## [Short problem]
Rewrite every line of the records below as a Markdown table with two columns, Row and Line. Put each line's number in Row and its text in Line, and skip any blank lines.

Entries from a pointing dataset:

[BEGIN]

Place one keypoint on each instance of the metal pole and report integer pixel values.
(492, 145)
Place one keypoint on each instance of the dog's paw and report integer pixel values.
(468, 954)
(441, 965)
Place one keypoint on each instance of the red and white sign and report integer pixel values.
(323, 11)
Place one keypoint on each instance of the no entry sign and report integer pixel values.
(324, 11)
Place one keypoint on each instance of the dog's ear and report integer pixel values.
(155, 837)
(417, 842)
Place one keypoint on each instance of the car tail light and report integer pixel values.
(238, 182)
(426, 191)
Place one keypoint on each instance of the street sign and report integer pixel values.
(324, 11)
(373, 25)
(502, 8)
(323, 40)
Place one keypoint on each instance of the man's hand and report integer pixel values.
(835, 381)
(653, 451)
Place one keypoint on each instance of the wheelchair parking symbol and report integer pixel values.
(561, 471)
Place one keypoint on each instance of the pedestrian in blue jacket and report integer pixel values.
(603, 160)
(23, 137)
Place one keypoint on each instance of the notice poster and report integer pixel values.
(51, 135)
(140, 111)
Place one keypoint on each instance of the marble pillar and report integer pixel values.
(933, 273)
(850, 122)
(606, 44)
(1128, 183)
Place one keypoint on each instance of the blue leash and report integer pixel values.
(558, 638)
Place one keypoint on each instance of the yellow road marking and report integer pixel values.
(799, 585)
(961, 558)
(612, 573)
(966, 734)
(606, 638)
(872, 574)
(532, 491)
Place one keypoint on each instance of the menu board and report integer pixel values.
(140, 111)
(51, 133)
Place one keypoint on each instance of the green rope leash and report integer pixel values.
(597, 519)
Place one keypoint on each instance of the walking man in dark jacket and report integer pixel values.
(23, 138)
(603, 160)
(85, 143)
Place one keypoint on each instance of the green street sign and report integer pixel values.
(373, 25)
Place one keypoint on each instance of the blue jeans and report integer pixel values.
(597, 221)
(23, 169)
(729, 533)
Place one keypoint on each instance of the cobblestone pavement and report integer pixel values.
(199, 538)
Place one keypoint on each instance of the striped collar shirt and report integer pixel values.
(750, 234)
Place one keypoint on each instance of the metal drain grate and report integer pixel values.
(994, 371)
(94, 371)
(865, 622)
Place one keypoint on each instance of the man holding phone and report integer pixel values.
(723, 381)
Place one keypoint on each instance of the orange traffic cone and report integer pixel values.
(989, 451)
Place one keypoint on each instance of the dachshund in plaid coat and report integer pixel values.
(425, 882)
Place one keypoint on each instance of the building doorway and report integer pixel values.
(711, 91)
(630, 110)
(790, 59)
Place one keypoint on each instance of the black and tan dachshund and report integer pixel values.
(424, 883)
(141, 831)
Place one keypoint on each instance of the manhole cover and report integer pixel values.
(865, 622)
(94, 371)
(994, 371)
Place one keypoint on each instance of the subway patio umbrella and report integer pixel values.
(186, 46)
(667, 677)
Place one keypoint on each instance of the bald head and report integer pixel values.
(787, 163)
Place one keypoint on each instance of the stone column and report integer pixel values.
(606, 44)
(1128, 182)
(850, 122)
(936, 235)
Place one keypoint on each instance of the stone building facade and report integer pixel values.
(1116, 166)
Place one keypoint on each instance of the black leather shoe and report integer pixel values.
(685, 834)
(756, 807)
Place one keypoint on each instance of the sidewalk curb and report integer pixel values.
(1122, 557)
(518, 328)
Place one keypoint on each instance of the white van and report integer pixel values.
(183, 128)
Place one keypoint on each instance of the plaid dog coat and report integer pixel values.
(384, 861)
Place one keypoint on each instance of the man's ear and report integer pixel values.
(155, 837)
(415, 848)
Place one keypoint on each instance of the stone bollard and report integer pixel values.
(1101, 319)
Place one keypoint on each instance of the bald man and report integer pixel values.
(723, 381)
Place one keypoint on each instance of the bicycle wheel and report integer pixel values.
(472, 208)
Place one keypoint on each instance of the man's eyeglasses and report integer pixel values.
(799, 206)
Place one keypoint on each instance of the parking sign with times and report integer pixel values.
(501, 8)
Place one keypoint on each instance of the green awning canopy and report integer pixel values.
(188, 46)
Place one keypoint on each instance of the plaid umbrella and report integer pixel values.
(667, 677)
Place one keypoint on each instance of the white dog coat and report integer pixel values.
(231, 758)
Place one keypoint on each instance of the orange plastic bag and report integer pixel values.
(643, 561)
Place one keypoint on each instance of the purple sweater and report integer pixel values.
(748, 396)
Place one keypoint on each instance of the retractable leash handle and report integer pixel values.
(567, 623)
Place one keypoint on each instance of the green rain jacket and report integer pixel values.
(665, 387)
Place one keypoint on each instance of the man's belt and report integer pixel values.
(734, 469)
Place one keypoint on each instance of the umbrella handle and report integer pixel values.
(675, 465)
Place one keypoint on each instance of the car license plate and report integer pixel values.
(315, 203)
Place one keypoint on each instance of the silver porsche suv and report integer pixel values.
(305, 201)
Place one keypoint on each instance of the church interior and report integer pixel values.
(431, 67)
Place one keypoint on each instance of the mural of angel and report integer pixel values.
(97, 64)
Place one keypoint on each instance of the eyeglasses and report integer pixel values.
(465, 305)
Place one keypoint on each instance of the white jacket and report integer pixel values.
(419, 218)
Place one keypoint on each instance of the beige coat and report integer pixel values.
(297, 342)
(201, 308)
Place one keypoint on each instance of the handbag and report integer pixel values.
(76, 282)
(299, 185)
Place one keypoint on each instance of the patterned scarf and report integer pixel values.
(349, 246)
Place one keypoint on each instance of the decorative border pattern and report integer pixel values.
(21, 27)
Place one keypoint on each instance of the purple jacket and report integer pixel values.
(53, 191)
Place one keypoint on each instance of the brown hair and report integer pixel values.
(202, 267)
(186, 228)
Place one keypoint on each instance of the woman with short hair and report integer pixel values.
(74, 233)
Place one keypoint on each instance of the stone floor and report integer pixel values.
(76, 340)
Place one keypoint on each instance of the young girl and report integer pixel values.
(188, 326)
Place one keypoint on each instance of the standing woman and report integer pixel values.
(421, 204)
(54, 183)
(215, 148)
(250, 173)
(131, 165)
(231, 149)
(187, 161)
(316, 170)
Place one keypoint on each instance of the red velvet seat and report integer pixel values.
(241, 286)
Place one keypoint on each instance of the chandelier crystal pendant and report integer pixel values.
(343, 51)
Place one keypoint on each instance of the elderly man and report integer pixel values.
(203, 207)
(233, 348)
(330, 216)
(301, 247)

[END]

## [Response for this exercise]
| Row | Line |
|---|---|
| 1 | Place one keypoint on each instance of the metal pole and report integer pixel values. |
| 2 | (492, 145) |
| 3 | Place one keypoint on each instance of the dog's paw and report integer pixel values. |
| 4 | (468, 954) |
| 5 | (441, 965) |
| 6 | Place one keypoint on each instance of the red and white sign and report integer pixel values. |
| 7 | (323, 11) |
| 8 | Place one keypoint on each instance of the no entry sign and report integer pixel values. |
| 9 | (324, 11) |
| 10 | Place one keypoint on each instance of the dog's ear and report integer pixel values. |
| 11 | (155, 837) |
| 12 | (417, 842) |
| 13 | Place one keypoint on each instance of the car tail light and report integer pixel values. |
| 14 | (238, 182) |
| 15 | (426, 191) |
| 16 | Place one keypoint on each instance of the street sign and report integer pixel values. |
| 17 | (324, 11) |
| 18 | (373, 25) |
| 19 | (502, 8) |
| 20 | (323, 40) |
| 21 | Place one keypoint on each instance of the man's hand and report integer pixel values. |
| 22 | (835, 381) |
| 23 | (653, 451) |
| 24 | Place one keypoint on each instance of the wheelchair parking symbol and report integer pixel values. |
| 25 | (561, 471) |
| 26 | Place one keypoint on each instance of the pedestrian in blue jacket and report integer pixel values. |
| 27 | (603, 160) |
| 28 | (23, 137) |
| 29 | Place one keypoint on each instance of the notice poster and report integer pixel values. |
| 30 | (51, 135) |
| 31 | (140, 111) |
| 32 | Place one keypoint on each instance of the marble pillar and report integer pixel values. |
| 33 | (933, 273) |
| 34 | (850, 122) |
| 35 | (606, 44) |
| 36 | (1128, 183) |
| 37 | Place one keypoint on each instance of the blue leash and report integer pixel values. |
| 38 | (558, 638) |
| 39 | Place one keypoint on each instance of the yellow road marking and report integer pixel values. |
| 40 | (799, 585) |
| 41 | (961, 558) |
| 42 | (612, 573) |
| 43 | (966, 734) |
| 44 | (606, 638) |
| 45 | (872, 574) |
| 46 | (532, 491) |
| 47 | Place one keypoint on each instance of the menu board and report integer pixel values. |
| 48 | (140, 111) |
| 49 | (51, 133) |
| 50 | Place one keypoint on each instance of the green rope leash and report integer pixel values. |
| 51 | (597, 519) |
| 52 | Place one keypoint on each instance of the walking man in dark jacket and report integer pixel values. |
| 53 | (23, 138) |
| 54 | (603, 160) |
| 55 | (85, 143) |
| 56 | Place one keypoint on each instance of the green street sign and report integer pixel values. |
| 57 | (373, 25) |
| 58 | Place one keypoint on each instance of the blue jeans and report integer pixel values. |
| 59 | (597, 221) |
| 60 | (23, 169) |
| 61 | (729, 533) |
| 62 | Place one keypoint on each instance of the cobblestone pavement and report integer pixel values. |
| 63 | (199, 538) |
| 64 | Place one keypoint on each instance of the striped collar shirt and report integer pixel values. |
| 65 | (750, 234) |
| 66 | Place one keypoint on each instance of the metal drain grate and report integer pixel values. |
| 67 | (994, 371) |
| 68 | (94, 371) |
| 69 | (865, 622) |
| 70 | Place one keypoint on each instance of the man holding phone and report integer pixel values. |
| 71 | (723, 381) |
| 72 | Place one keypoint on each instance of the orange traffic cone and report integer pixel values. |
| 73 | (989, 451) |
| 74 | Place one keypoint on each instance of the dachshund in plaid coat and report integer pixel values. |
| 75 | (425, 882) |
| 76 | Place one keypoint on each instance of the building doorway and report integer pixel values. |
| 77 | (711, 91) |
| 78 | (630, 110) |
| 79 | (790, 59) |
| 80 | Place one keypoint on each instance of the black and tan dachshund and report integer pixel values. |
| 81 | (424, 883) |
| 82 | (141, 831) |
| 83 | Place one keypoint on each instance of the manhole cover and report integer pixel values. |
| 84 | (865, 622) |
| 85 | (94, 371) |
| 86 | (994, 371) |
| 87 | Place one keypoint on each instance of the subway patio umbrella and report integer pixel values. |
| 88 | (186, 46) |
| 89 | (667, 677) |
| 90 | Place one keypoint on each instance of the bald head and report integer pixel values. |
| 91 | (787, 163) |
| 92 | Place one keypoint on each instance of the stone column and report integer pixel values. |
| 93 | (606, 44) |
| 94 | (1128, 182) |
| 95 | (850, 122) |
| 96 | (936, 235) |
| 97 | Place one keypoint on each instance of the stone building facade and report integer pixel values. |
| 98 | (1116, 166) |
| 99 | Place one keypoint on each instance of the black leather shoe and report integer pixel values. |
| 100 | (685, 834) |
| 101 | (756, 807) |
| 102 | Place one keypoint on each instance of the sidewalk curb and report integer pixel values. |
| 103 | (1122, 557) |
| 104 | (518, 328) |
| 105 | Place one keypoint on each instance of the white van and report integer pixel values. |
| 106 | (183, 128) |
| 107 | Place one keypoint on each instance of the plaid dog coat and report integer pixel values. |
| 108 | (384, 861) |
| 109 | Place one keypoint on each instance of the man's ear and report integer pixel values. |
| 110 | (155, 837) |
| 111 | (415, 848) |
| 112 | Place one keypoint on each instance of the stone bollard and report integer pixel values. |
| 113 | (1101, 319) |
| 114 | Place one keypoint on each instance of the bald man and report integer pixel values. |
| 115 | (723, 381) |
| 116 | Place one keypoint on each instance of the bicycle wheel and report integer pixel values. |
| 117 | (472, 208) |
| 118 | Place one keypoint on each instance of the man's eyeglasses and report integer pixel values. |
| 119 | (799, 206) |
| 120 | Place one keypoint on each instance of the parking sign with times and report integer pixel values. |
| 121 | (501, 8) |
| 122 | Place one keypoint on each instance of the green awning canopy and report integer pixel values. |
| 123 | (188, 46) |
| 124 | Place one keypoint on each instance of the plaid umbrella and report integer pixel values. |
| 125 | (667, 677) |
| 126 | Place one keypoint on each instance of the white dog coat and report integer pixel values. |
| 127 | (231, 758) |
| 128 | Place one keypoint on each instance of the orange plastic bag and report integer pixel values. |
| 129 | (643, 561) |
| 130 | Place one keypoint on each instance of the purple sweater and report integer pixel values. |
| 131 | (748, 396) |
| 132 | Place one keypoint on each instance of the retractable leash handle and report integer pixel values. |
| 133 | (567, 623) |
| 134 | Place one keypoint on each instance of the green rain jacket and report integer pixel values. |
| 135 | (665, 387) |
| 136 | Place one keypoint on each instance of the man's belt and report integer pixel values. |
| 137 | (734, 469) |
| 138 | Place one keypoint on each instance of the umbrella handle and report integer pixel values. |
| 139 | (675, 465) |
| 140 | Place one keypoint on each instance of the car license plate and report integer pixel values. |
| 141 | (315, 203) |
| 142 | Place one keypoint on each instance of the silver porsche suv and report integer pixel values. |
| 143 | (305, 201) |
| 144 | Place one keypoint on each instance of the church interior and report integer pixel values. |
| 145 | (431, 67) |
| 146 | Place one keypoint on each instance of the mural of angel and report integer pixel values. |
| 147 | (97, 64) |
| 148 | Place one keypoint on each instance of the eyeglasses and report integer pixel values. |
| 149 | (465, 305) |
| 150 | Place one keypoint on each instance of the white jacket and report integer pixel values. |
| 151 | (419, 218) |
| 152 | Place one keypoint on each instance of the beige coat and report integer pixel values. |
| 153 | (297, 342) |
| 154 | (201, 308) |
| 155 | Place one keypoint on each instance of the handbag and report integer pixel values. |
| 156 | (76, 282) |
| 157 | (299, 185) |
| 158 | Place one keypoint on each instance of the patterned scarf and report integer pixel values. |
| 159 | (349, 246) |
| 160 | Place one keypoint on each instance of the decorative border pattern and report integer pixel values. |
| 161 | (21, 27) |
| 162 | Place one keypoint on each instance of the purple jacket and report integer pixel values. |
| 163 | (53, 191) |
| 164 | Place one keypoint on each instance of the brown hair and report integer pixel values. |
| 165 | (202, 267) |
| 166 | (186, 228) |
| 167 | Place one keypoint on each instance of the woman with short hair and report integer pixel values. |
| 168 | (74, 233) |
| 169 | Place one keypoint on each instance of the stone floor and report integer pixel values. |
| 170 | (76, 340) |
| 171 | Place one keypoint on each instance of the young girl and report integer pixel values. |
| 172 | (188, 326) |
| 173 | Place one keypoint on each instance of the standing woman and report integer pixel values. |
| 174 | (421, 204) |
| 175 | (54, 183) |
| 176 | (215, 148) |
| 177 | (250, 173) |
| 178 | (131, 165) |
| 179 | (231, 149) |
| 180 | (187, 161) |
| 181 | (316, 170) |
| 182 | Place one keypoint on each instance of the red velvet seat and report integer pixel values. |
| 183 | (241, 286) |
| 184 | Place one keypoint on each instance of the chandelier crystal pendant and report integer pixel values. |
| 185 | (343, 51) |
| 186 | Place one keypoint on each instance of the elderly man and report integer pixel values. |
| 187 | (203, 207) |
| 188 | (233, 348) |
| 189 | (330, 216) |
| 190 | (301, 247) |